+++ Data

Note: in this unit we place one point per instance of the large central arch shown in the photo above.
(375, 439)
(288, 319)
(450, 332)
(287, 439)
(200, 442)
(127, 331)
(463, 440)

++++++

**Aim of the task**
List every line of the records above as a numbered list, omitting any blank lines.

**Task response**
1. Note: in this unit we place one point per instance of the large central arch shown in the photo above.
2. (375, 439)
3. (288, 319)
4. (450, 332)
5. (287, 439)
6. (200, 442)
7. (127, 331)
8. (463, 440)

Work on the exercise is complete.